Task input:
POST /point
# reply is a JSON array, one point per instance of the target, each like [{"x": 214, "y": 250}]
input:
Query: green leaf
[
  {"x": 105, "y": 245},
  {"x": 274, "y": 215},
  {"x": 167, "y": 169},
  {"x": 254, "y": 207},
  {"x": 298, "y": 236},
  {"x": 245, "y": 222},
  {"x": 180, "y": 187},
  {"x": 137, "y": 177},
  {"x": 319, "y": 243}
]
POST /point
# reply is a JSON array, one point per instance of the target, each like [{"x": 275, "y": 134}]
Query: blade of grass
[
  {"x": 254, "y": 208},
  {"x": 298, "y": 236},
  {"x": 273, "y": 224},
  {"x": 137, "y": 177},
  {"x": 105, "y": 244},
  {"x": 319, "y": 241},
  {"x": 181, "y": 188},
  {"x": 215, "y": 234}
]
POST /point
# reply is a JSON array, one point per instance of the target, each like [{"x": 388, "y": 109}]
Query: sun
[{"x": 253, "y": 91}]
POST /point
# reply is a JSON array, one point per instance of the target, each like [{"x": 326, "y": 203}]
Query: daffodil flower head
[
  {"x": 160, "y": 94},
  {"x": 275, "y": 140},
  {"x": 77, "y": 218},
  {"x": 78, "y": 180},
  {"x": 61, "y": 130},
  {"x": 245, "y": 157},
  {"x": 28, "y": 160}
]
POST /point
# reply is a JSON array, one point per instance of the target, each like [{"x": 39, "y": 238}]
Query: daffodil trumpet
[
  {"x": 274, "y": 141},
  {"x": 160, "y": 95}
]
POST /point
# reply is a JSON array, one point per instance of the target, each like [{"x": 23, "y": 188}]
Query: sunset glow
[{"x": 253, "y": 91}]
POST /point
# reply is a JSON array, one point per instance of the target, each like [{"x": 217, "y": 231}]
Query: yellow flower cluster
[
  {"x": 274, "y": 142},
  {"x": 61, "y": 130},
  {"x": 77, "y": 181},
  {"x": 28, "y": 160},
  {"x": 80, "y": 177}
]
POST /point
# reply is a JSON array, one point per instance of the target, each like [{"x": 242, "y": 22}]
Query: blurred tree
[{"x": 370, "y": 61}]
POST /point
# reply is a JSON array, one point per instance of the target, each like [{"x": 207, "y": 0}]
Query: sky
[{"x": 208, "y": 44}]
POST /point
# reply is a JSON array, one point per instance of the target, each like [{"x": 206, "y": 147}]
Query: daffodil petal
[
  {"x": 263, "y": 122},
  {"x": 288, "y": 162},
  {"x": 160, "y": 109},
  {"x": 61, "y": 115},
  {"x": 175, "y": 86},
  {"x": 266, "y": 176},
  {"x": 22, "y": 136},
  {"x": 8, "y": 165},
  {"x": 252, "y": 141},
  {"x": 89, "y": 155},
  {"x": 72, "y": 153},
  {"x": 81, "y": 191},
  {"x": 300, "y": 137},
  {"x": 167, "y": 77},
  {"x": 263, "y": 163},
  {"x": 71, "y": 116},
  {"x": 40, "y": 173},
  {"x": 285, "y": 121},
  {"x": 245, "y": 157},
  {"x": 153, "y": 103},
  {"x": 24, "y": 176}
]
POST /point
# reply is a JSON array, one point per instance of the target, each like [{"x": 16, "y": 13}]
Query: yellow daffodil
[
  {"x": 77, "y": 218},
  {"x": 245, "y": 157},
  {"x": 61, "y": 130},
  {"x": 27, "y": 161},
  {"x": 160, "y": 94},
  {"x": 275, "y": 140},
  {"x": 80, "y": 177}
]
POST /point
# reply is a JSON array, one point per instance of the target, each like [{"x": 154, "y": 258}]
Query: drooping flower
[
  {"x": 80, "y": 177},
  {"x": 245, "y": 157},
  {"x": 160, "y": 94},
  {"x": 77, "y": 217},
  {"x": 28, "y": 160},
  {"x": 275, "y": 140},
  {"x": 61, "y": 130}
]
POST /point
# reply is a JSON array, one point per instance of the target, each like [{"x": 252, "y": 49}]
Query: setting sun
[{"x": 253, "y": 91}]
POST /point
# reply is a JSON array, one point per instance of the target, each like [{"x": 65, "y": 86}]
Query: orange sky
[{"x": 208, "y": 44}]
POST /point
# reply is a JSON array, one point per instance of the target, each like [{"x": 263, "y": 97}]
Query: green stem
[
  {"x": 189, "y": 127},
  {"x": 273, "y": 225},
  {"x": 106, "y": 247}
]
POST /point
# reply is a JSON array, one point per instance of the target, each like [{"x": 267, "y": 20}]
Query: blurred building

Work to be completed: In full and exactly as written, the listing is to be copied again.

Solution for this exercise:
POST /point
# reply is a JSON array, one point per instance of the target, each like [{"x": 214, "y": 250}]
input:
Query: green leaf
[
  {"x": 105, "y": 245},
  {"x": 274, "y": 215},
  {"x": 167, "y": 169},
  {"x": 254, "y": 207},
  {"x": 298, "y": 236},
  {"x": 245, "y": 222},
  {"x": 180, "y": 187},
  {"x": 137, "y": 177},
  {"x": 319, "y": 243}
]
POST /point
# reply is a JSON array, one point per instance of the target, each like [{"x": 275, "y": 134}]
Query: blade of grass
[
  {"x": 254, "y": 208},
  {"x": 298, "y": 236},
  {"x": 273, "y": 224},
  {"x": 137, "y": 177},
  {"x": 105, "y": 244},
  {"x": 319, "y": 241},
  {"x": 181, "y": 188},
  {"x": 215, "y": 234}
]
POST /point
# reply is a JSON array, one point per instance of the target, each like [{"x": 388, "y": 109}]
Query: sun
[{"x": 253, "y": 91}]
POST /point
# reply is a JSON array, one point per instance of the target, each like [{"x": 326, "y": 203}]
Query: daffodil flower head
[
  {"x": 160, "y": 94},
  {"x": 275, "y": 140},
  {"x": 77, "y": 218},
  {"x": 78, "y": 180},
  {"x": 61, "y": 130},
  {"x": 245, "y": 157},
  {"x": 28, "y": 160}
]
POST /point
# reply is a JSON array, one point per instance of the target, each like [{"x": 39, "y": 238}]
Query: daffodil trumpet
[
  {"x": 274, "y": 141},
  {"x": 160, "y": 95}
]
POST /point
# reply is a JSON array, one point per instance of the target, each like [{"x": 23, "y": 188}]
Query: sunset glow
[{"x": 253, "y": 91}]
POST /point
# reply is a JSON array, one point per instance of the target, each like [{"x": 217, "y": 231}]
Query: yellow flower cluster
[
  {"x": 274, "y": 142},
  {"x": 61, "y": 130},
  {"x": 77, "y": 181},
  {"x": 28, "y": 160},
  {"x": 80, "y": 177}
]
POST /point
# reply is a JSON array, one point per instance of the target, each like [{"x": 242, "y": 22}]
Query: blurred tree
[{"x": 370, "y": 61}]
POST /point
# reply is a JSON array, one point per instance of the target, each like [{"x": 207, "y": 0}]
Query: sky
[{"x": 208, "y": 44}]
POST /point
# reply is a JSON array, one point per instance of the target, each like [{"x": 206, "y": 147}]
Query: daffodil petal
[
  {"x": 263, "y": 122},
  {"x": 288, "y": 162},
  {"x": 160, "y": 109},
  {"x": 61, "y": 115},
  {"x": 175, "y": 86},
  {"x": 266, "y": 176},
  {"x": 22, "y": 136},
  {"x": 8, "y": 165},
  {"x": 252, "y": 141},
  {"x": 89, "y": 155},
  {"x": 72, "y": 153},
  {"x": 81, "y": 191},
  {"x": 300, "y": 137},
  {"x": 167, "y": 77},
  {"x": 263, "y": 163},
  {"x": 71, "y": 116},
  {"x": 40, "y": 173},
  {"x": 285, "y": 121},
  {"x": 245, "y": 157},
  {"x": 153, "y": 103},
  {"x": 24, "y": 176}
]
POST /point
# reply is a JSON array, one point per instance of the target, each like [{"x": 16, "y": 13}]
Query: yellow daffodil
[
  {"x": 77, "y": 218},
  {"x": 245, "y": 157},
  {"x": 61, "y": 130},
  {"x": 27, "y": 161},
  {"x": 160, "y": 94},
  {"x": 275, "y": 140},
  {"x": 80, "y": 177}
]
POST /point
# reply is a JSON array, one point per instance of the target, each like [{"x": 154, "y": 258}]
Query: drooping flower
[
  {"x": 80, "y": 177},
  {"x": 245, "y": 157},
  {"x": 160, "y": 94},
  {"x": 77, "y": 217},
  {"x": 28, "y": 160},
  {"x": 275, "y": 140},
  {"x": 61, "y": 130}
]
POST /point
# reply is a JSON array, one point per instance of the target, each like [{"x": 252, "y": 49}]
Query: setting sun
[{"x": 253, "y": 91}]
POST /point
# reply is a JSON array, one point per instance of the target, each like [{"x": 65, "y": 86}]
Query: orange sky
[{"x": 208, "y": 44}]
POST /point
# reply is a JSON array, one point per instance of the target, each like [{"x": 263, "y": 97}]
Query: green stem
[
  {"x": 189, "y": 127},
  {"x": 273, "y": 225},
  {"x": 106, "y": 247}
]
POST /point
# reply is a JSON array, one point per instance of the target, each like [{"x": 267, "y": 20}]
Query: blurred building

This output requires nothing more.